== Extract to read

This obviously takes O(n log n) memory, since there are log n levels and each needs a complete row of values (though they can be indexes to save space). Updates, however, take O(n) time as they may propagate - adding a 10 to this would invalidate the whole bottom right-to-left row, for example. Mutations are obviously equally inefficient.
O(1) time by answering a different question
Depending on the context you need this for, you may find it is possible to truncate the search depth. This works if you are allowed some leeway in your slice relative to the size of the slice. Since the slices shrink geometrically, although a slice from 0:4294967295 takes a massive 22 iterations, truncating to a fixed quantity of 11 iterations gives the maximum of the slice 0:4292870144, a 0.05% difference. This may be acceptable.
O(1) expected time by exploiting probability
Rounding may be acceptable, but even if it is you're still doing an O(log n) algorithm - just with a smaller, fixed n. It is possible to do a lot better on randomly distributed data.
Consider one side of a forest. As you traverse down it, the fraction of numbers you've seen exceeds the fraction you haven't seen geometrically. Thus the probability that you've already seen the maximum increases in par. It makes sense that you can use this to your advantage.
Consider this half again:
---------------------|
0 7 0 4 5 7 4 3 4 6 3 8 2 4 · ·
7 4 7 4 6* 8 4 ·
7 7 8* 4
7* 8
8
After checking the 7*, don't immediately traverse to the 6*. Instead, check the smallest parent of all of the rest, which is the 8*. Only traverse down if this parent is larger than the maximum so far. If it is not, you can stop iterating. Only if it is larger do you need to continue traversing down. It just so happens that the largest values is one past the end here, so we traverse all the way down, but you can imagine this is unusual.

====
== Recorded data

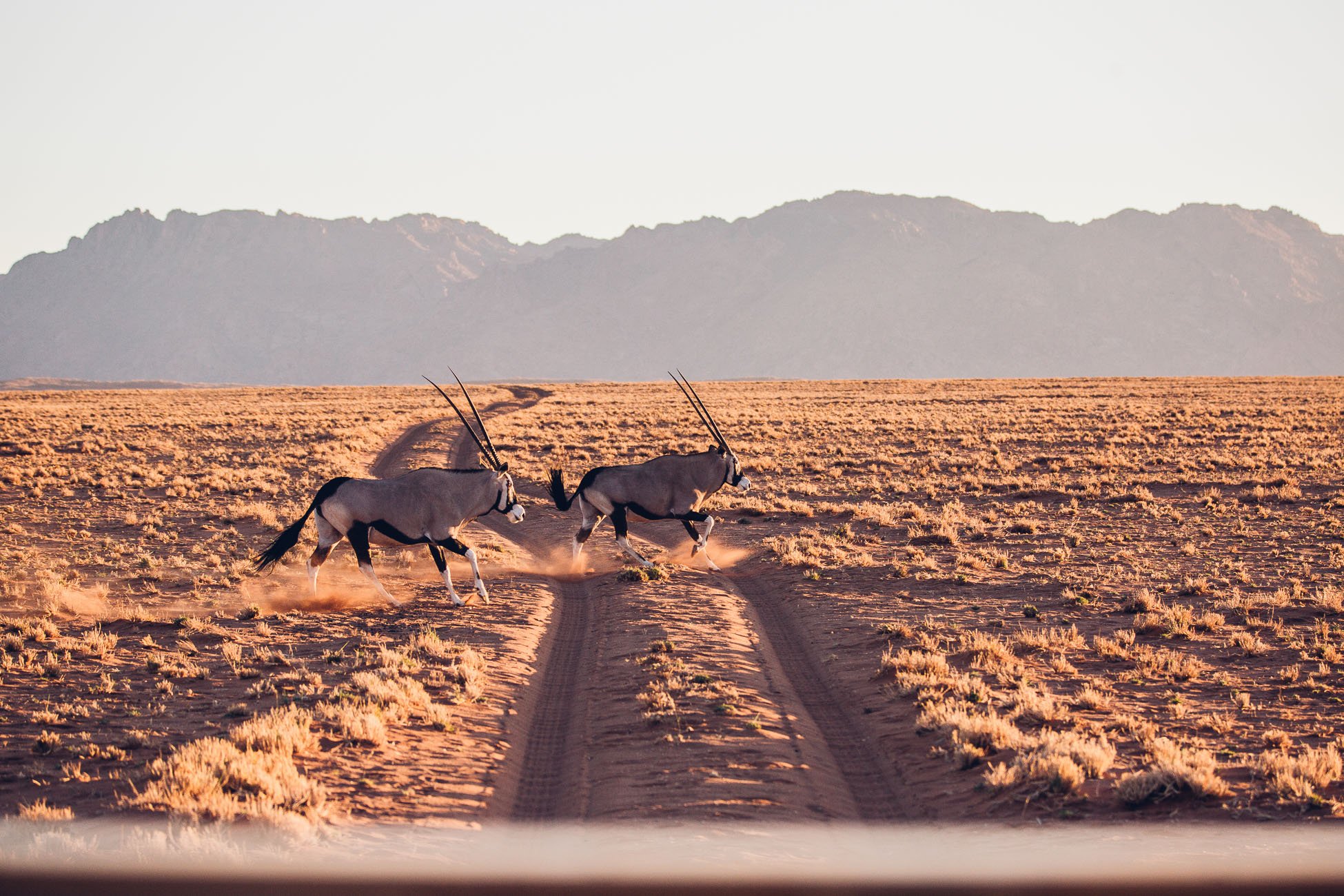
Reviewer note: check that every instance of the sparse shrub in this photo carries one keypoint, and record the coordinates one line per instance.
(1172, 770)
(1300, 775)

====

Request — In the excerpt on finding the maximum of a slice, rewrite the part that opens with the words "O(1) time by" and closes with "may be acceptable.", swapping "iterations" for "steps". You can ignore the listing; it isn't needed here.

Final answer —
O(1) time by answering a different question
Depending on the context you need this for, you may find it is possible to truncate the search depth. This works if you are allowed some leeway in your slice relative to the size of the slice. Since the slices shrink geometrically, although a slice from 0:4294967295 takes a massive 22 steps, truncating to a fixed quantity of 11 steps gives the maximum of the slice 0:4292870144, a 0.05% difference. This may be acceptable.